## START Provided information

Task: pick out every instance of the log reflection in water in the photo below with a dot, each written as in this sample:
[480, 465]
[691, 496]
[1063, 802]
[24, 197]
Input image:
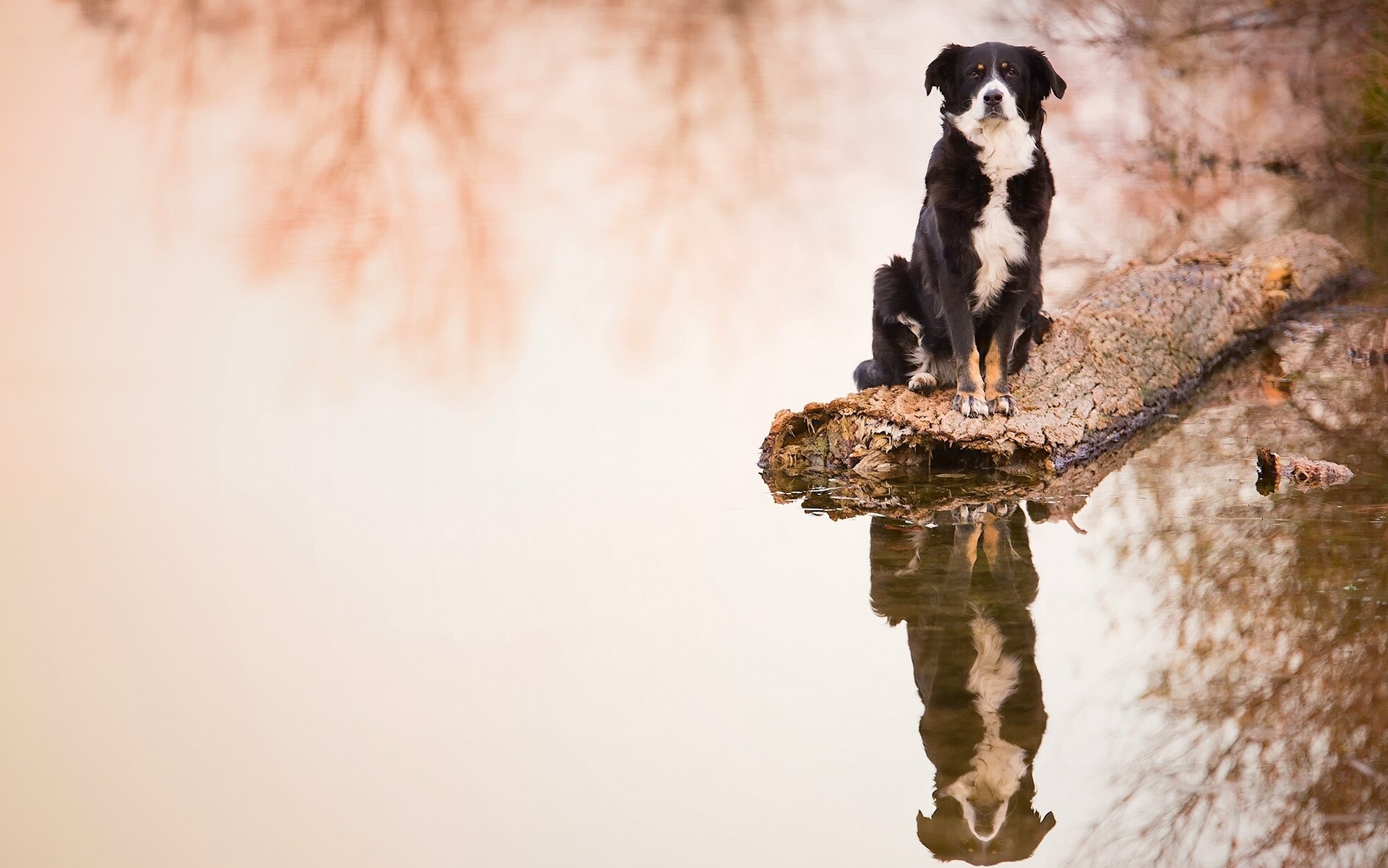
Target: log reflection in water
[962, 587]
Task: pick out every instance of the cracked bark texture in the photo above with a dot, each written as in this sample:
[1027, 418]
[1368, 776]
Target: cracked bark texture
[1110, 366]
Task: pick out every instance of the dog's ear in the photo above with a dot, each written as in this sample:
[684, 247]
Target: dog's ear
[941, 69]
[1042, 74]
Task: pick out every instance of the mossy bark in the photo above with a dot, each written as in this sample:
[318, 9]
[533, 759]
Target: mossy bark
[1110, 366]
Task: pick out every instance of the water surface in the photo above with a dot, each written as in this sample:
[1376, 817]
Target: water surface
[398, 504]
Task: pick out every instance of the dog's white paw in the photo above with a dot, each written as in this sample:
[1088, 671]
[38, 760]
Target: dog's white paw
[973, 407]
[922, 383]
[1004, 404]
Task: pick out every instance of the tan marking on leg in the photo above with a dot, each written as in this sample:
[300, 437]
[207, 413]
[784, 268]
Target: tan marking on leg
[971, 379]
[991, 543]
[965, 549]
[995, 379]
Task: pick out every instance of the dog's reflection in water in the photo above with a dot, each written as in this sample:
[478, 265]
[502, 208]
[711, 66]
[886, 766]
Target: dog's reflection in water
[962, 588]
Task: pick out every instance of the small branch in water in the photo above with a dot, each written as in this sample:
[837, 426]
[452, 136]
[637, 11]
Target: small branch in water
[1302, 472]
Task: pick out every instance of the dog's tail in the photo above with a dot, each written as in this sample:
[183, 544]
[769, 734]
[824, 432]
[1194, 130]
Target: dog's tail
[890, 290]
[868, 374]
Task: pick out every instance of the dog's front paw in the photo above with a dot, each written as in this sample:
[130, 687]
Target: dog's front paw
[1004, 404]
[973, 407]
[922, 383]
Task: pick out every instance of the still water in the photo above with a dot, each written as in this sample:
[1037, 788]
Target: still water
[380, 407]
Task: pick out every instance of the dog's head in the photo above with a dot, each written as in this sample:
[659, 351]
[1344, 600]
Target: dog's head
[993, 82]
[948, 835]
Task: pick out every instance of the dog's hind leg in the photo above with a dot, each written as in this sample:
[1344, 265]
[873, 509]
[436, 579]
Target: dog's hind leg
[1000, 357]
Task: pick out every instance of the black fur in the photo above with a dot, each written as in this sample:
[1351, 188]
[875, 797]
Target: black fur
[935, 289]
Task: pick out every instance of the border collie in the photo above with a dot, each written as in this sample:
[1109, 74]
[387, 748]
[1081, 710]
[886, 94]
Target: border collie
[964, 594]
[971, 294]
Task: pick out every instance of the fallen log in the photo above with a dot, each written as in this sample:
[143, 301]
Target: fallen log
[1112, 365]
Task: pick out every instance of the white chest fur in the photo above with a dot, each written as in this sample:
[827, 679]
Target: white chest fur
[1006, 149]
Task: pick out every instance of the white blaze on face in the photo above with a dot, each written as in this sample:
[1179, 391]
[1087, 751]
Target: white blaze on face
[997, 767]
[1006, 149]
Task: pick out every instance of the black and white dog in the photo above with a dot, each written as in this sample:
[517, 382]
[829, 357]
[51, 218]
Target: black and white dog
[972, 291]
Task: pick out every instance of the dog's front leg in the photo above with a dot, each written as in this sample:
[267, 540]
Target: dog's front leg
[969, 397]
[998, 359]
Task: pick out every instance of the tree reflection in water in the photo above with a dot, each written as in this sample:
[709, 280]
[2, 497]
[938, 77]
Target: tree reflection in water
[1277, 691]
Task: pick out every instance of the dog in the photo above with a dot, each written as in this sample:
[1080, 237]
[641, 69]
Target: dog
[971, 296]
[962, 584]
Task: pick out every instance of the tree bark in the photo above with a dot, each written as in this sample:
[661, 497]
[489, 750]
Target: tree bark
[1140, 343]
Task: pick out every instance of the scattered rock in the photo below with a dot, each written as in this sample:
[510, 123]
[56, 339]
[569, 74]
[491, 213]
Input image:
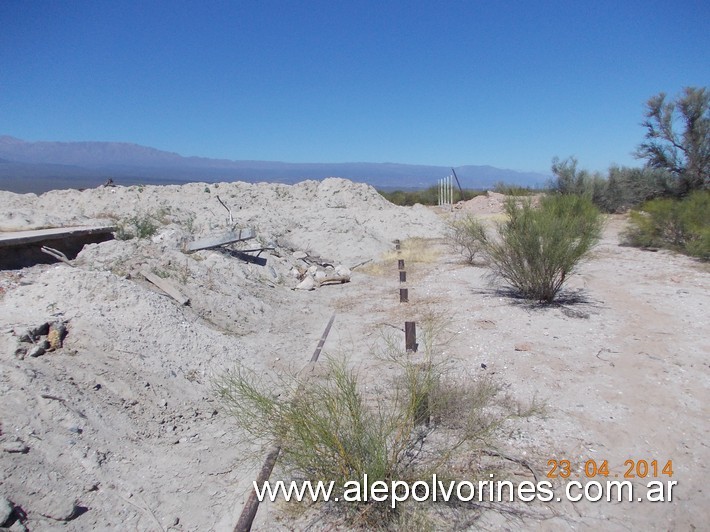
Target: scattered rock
[57, 508]
[6, 510]
[307, 284]
[342, 271]
[40, 330]
[37, 351]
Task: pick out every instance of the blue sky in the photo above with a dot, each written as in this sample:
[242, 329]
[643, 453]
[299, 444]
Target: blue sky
[510, 84]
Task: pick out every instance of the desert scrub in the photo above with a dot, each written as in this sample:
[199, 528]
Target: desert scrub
[680, 225]
[330, 428]
[139, 226]
[467, 236]
[539, 247]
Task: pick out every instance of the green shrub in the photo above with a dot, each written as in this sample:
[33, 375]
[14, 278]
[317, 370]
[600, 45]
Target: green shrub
[467, 236]
[538, 248]
[501, 187]
[428, 196]
[139, 226]
[680, 225]
[329, 429]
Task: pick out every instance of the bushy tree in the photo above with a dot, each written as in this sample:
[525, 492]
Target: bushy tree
[539, 247]
[684, 154]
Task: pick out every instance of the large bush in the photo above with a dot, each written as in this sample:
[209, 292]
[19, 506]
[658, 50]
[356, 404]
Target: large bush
[467, 236]
[681, 225]
[539, 247]
[329, 428]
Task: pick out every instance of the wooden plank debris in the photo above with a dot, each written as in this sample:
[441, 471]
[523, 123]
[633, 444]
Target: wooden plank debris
[56, 254]
[229, 237]
[249, 510]
[410, 336]
[20, 238]
[167, 287]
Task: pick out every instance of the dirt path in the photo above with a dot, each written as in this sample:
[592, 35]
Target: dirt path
[121, 429]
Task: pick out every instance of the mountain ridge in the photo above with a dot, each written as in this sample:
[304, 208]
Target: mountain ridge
[44, 165]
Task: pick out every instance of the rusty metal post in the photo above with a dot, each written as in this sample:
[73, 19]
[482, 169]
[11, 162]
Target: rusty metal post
[403, 295]
[410, 336]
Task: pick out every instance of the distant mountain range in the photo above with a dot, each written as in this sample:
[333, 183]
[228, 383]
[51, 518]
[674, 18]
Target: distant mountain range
[41, 166]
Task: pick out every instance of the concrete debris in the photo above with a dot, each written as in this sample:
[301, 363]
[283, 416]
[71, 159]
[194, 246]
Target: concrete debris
[15, 447]
[6, 510]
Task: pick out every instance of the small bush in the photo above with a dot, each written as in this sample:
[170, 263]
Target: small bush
[330, 429]
[467, 236]
[538, 248]
[140, 226]
[680, 225]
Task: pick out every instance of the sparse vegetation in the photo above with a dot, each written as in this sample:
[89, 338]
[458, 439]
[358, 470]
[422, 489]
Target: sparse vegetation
[502, 187]
[680, 225]
[139, 226]
[684, 155]
[537, 248]
[467, 236]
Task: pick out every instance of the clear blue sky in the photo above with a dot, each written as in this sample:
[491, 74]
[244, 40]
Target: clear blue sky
[510, 84]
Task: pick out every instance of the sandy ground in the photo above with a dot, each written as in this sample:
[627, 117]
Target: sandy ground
[120, 429]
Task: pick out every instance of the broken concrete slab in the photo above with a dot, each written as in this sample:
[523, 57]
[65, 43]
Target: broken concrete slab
[167, 287]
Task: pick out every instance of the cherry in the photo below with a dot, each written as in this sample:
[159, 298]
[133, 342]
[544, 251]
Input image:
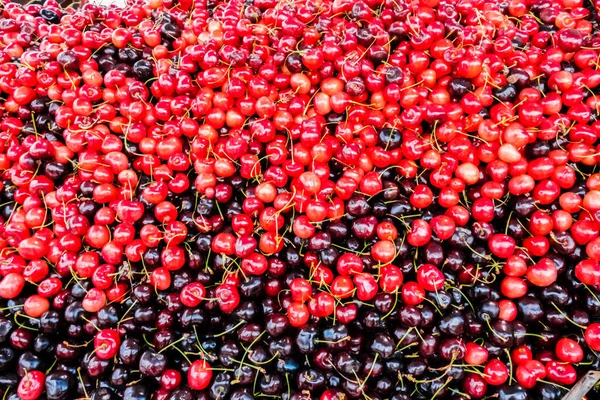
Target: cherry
[569, 350]
[106, 343]
[31, 385]
[495, 372]
[529, 372]
[199, 375]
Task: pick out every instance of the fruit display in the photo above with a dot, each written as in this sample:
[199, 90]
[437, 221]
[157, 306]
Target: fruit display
[299, 200]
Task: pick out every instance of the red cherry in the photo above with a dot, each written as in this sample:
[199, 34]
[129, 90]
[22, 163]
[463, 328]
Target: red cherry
[430, 277]
[475, 354]
[31, 385]
[568, 350]
[106, 344]
[529, 372]
[199, 375]
[495, 372]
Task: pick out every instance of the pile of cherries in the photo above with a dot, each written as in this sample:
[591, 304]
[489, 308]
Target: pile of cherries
[299, 200]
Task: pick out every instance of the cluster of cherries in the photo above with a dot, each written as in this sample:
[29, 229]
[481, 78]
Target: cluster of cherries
[307, 200]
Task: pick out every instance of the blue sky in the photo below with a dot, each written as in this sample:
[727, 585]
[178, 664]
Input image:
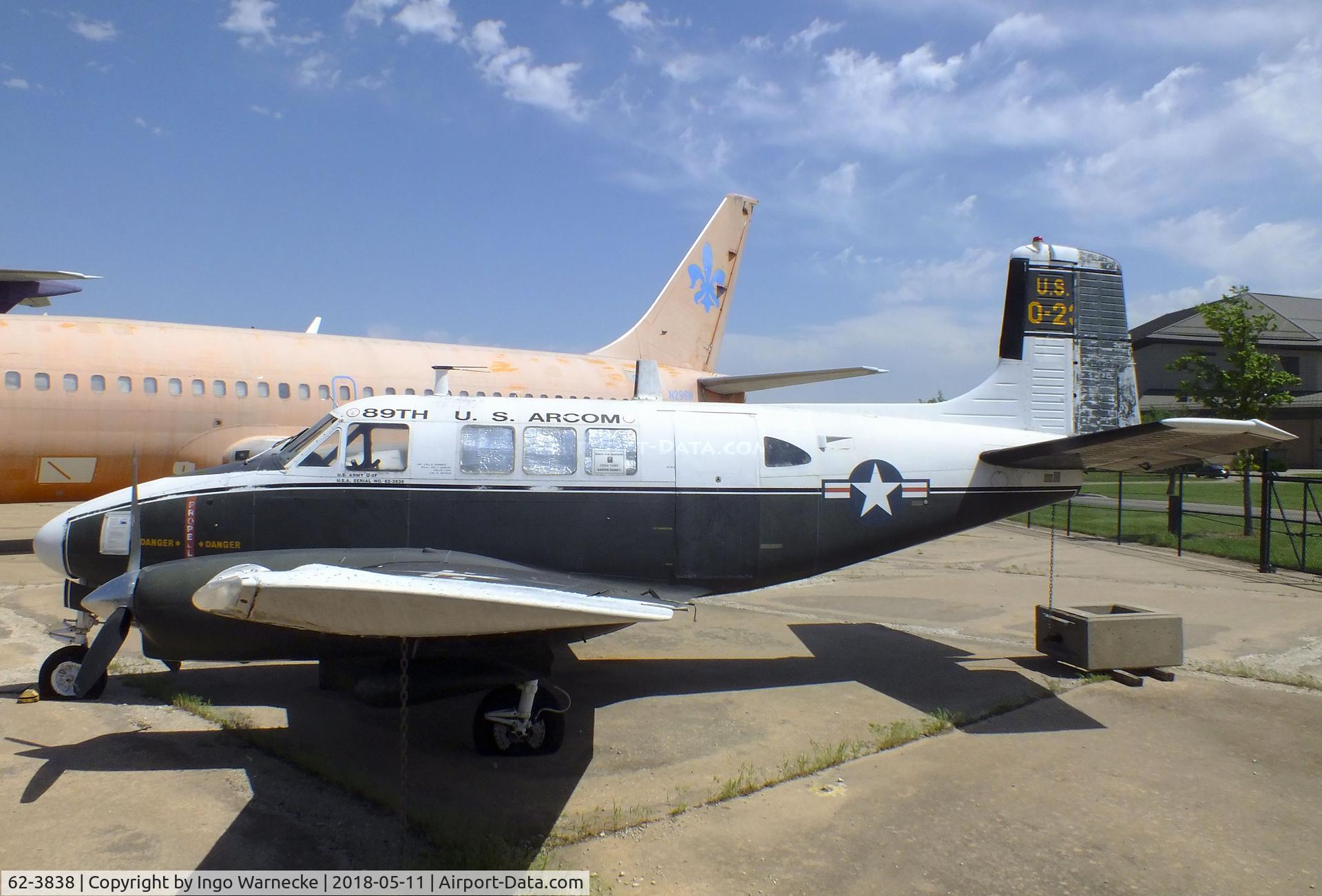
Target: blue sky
[528, 175]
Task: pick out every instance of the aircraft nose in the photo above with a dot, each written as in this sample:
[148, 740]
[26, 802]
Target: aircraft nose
[50, 544]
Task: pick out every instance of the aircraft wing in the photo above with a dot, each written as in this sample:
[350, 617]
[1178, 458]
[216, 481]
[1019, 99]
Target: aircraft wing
[1145, 447]
[754, 382]
[418, 600]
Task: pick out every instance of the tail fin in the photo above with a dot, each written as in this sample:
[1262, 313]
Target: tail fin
[685, 324]
[1066, 365]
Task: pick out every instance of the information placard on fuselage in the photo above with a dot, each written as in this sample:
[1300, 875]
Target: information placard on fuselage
[1049, 307]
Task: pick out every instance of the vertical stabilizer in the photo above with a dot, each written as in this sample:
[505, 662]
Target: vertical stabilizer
[1066, 365]
[684, 326]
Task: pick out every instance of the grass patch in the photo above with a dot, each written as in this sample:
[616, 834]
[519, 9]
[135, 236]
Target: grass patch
[1204, 534]
[1240, 669]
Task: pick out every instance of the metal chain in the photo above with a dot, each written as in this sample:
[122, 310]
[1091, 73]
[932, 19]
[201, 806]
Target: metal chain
[403, 752]
[1051, 562]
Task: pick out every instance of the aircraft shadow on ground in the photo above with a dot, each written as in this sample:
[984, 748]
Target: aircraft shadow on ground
[497, 812]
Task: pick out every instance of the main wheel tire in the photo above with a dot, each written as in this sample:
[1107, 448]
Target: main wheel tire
[56, 681]
[545, 734]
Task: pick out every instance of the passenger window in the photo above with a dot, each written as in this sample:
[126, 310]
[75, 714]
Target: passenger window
[777, 452]
[550, 451]
[487, 449]
[377, 447]
[326, 452]
[611, 452]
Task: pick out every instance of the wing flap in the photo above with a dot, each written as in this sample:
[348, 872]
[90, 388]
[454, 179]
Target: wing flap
[755, 382]
[1145, 447]
[342, 600]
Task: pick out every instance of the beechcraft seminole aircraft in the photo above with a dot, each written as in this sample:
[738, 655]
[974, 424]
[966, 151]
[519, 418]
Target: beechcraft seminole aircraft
[83, 396]
[488, 531]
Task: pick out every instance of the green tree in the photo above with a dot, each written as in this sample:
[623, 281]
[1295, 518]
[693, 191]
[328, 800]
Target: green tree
[1247, 383]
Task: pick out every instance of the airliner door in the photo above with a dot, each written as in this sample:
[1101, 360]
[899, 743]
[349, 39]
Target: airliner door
[715, 521]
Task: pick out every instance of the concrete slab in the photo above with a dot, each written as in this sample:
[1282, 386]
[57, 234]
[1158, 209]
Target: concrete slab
[1197, 787]
[661, 716]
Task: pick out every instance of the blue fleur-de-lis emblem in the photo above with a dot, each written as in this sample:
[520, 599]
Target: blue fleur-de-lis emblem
[706, 281]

## END Provided information

== Set task ==
Please lay out the rows as a JSON list of strings, one per line, starting with the line containing "Task: pick out every instance of the green tree" and going on through the final line of the rows, with blank lines left out.

== Complete response ==
[
  "Task: pick out every instance of the green tree in the photo above with a dot, each written as in this sample:",
  "[623, 281]",
  "[1295, 518]",
  "[693, 191]",
  "[328, 800]",
  "Target: green tree",
  "[1247, 383]",
  "Task: pick out every instance of the airliner door in the photo above with a dot, each written as in this sample:",
  "[1101, 360]",
  "[899, 743]",
  "[349, 39]",
  "Target: airliner door",
  "[715, 521]",
  "Task: pick out every instance of the concrete slab in the photo above with a dot, each written as in this sample:",
  "[1282, 386]",
  "[57, 234]",
  "[1158, 209]",
  "Target: concrete slab",
  "[1197, 787]",
  "[661, 716]",
  "Task: pick out every instance of the blue fleur-de-lis emblem in the photo above with a dot, each written as in this sample:",
  "[520, 599]",
  "Target: blue fleur-de-lis emblem",
  "[706, 281]"
]